» **Recorded data**
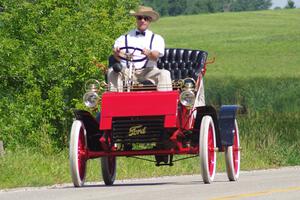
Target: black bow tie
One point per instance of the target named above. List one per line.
(140, 33)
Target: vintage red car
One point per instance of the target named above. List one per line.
(143, 121)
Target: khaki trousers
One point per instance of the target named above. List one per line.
(159, 77)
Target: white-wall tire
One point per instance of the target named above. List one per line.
(78, 153)
(108, 168)
(207, 146)
(232, 156)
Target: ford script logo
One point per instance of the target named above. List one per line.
(137, 130)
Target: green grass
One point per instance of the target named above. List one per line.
(257, 66)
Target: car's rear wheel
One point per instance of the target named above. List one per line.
(108, 167)
(78, 153)
(207, 148)
(232, 156)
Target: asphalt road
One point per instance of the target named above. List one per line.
(280, 184)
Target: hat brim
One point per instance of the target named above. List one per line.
(154, 15)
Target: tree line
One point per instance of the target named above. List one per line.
(187, 7)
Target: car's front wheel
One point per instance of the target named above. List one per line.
(108, 167)
(232, 156)
(207, 146)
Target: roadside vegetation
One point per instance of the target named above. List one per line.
(257, 66)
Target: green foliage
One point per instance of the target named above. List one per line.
(47, 50)
(181, 7)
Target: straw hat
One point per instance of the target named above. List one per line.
(146, 11)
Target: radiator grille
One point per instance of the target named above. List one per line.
(138, 129)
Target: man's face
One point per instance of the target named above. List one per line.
(142, 22)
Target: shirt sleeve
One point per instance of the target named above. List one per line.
(158, 45)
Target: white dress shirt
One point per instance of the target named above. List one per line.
(141, 42)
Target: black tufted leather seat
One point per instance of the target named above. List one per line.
(183, 63)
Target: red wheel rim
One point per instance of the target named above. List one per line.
(211, 151)
(111, 164)
(235, 151)
(81, 154)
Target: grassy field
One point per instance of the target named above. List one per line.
(257, 66)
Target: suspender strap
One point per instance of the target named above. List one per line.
(150, 47)
(126, 45)
(152, 37)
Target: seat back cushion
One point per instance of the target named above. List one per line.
(183, 63)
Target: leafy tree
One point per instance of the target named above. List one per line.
(47, 49)
(179, 7)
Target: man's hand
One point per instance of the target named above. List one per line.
(152, 55)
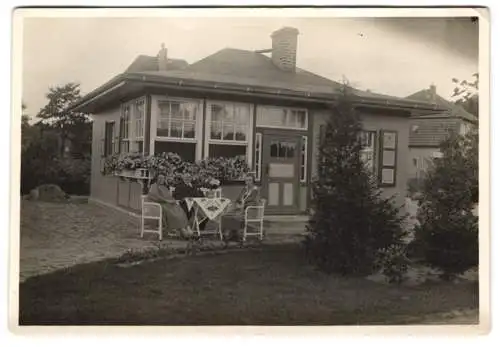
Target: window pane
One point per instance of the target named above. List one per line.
(139, 107)
(290, 152)
(301, 115)
(242, 114)
(219, 113)
(282, 149)
(187, 151)
(175, 110)
(226, 151)
(176, 128)
(228, 132)
(281, 117)
(189, 129)
(216, 131)
(241, 133)
(274, 149)
(189, 111)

» **Set task**
Reproduce the listing above word for word, leaving out the pictures.

» **Full output**
Target: black bow tie
One point per instance of the target named above. List one per line.
(140, 33)
Target: vintage red car
One point per instance of the target named above. List one per line.
(143, 121)
Target: khaki trousers
One point per instance of the target named above. List one per line.
(159, 77)
Target: white-wall tire
One point per instance of the target named above. List one per line.
(78, 153)
(108, 168)
(207, 146)
(232, 156)
Target: ford script logo
One point per instance of the target named above. List one per line.
(137, 130)
Target: green grass
One point per instance of the target named above. List one per line.
(257, 66)
Target: car's rear wheel
One point per instance of the target named above. List one per line.
(108, 167)
(78, 153)
(207, 148)
(232, 156)
Target: asphalt road
One point per instance of the target named above. List one per line.
(280, 184)
Target: hat brim
One point per instance of the target named above. List one per line.
(154, 15)
Target: tree line
One point per instance of the target named above. List one per line.
(187, 7)
Target: car's front wheel
One point per instance of the target named above. List one per line.
(108, 167)
(232, 156)
(207, 146)
Target: roadside vegetation
One point per instance of the target named above. List one per line.
(257, 66)
Target: green foliage
One point per instance of the target named above. List one per line.
(47, 50)
(181, 7)
Target: straw hat
One point per instance of the target named above. List one per line.
(146, 11)
Target: radiator grille
One point per instance of the target named above. List one per line.
(138, 129)
Target: man's face
One point per instance of the target named above. List one per line.
(142, 22)
Target: shirt sleeve
One point per instance of the target named above. List one per line.
(158, 45)
Target: white dress shirt
One point per instance of the target named above. List one per line.
(141, 42)
Target: black tufted leather seat
One point per instance of the target named above. List one per line.
(183, 63)
Target: red wheel rim
One point per instance of the target named above. List one per line.
(211, 151)
(111, 164)
(235, 151)
(81, 154)
Target: grassy field
One point per instance of the target named above. List one per line.
(257, 66)
Target: suspender strap
One point per instance of the target named above. List one per line.
(150, 47)
(126, 45)
(152, 37)
Target: seat back cushion
One point per instance of the target named above. List one per line.
(183, 63)
Target: leafy tree
One point per instance of the target named above. List one per line.
(47, 49)
(179, 7)
Target: man's hand
One point per instance of the target named above. List one per line.
(152, 55)
Target: window pane
One point per instance of the target named above. List one per line.
(139, 107)
(290, 152)
(301, 115)
(242, 114)
(219, 113)
(282, 149)
(187, 151)
(175, 110)
(226, 151)
(176, 128)
(228, 132)
(281, 117)
(189, 129)
(216, 131)
(241, 133)
(274, 149)
(189, 111)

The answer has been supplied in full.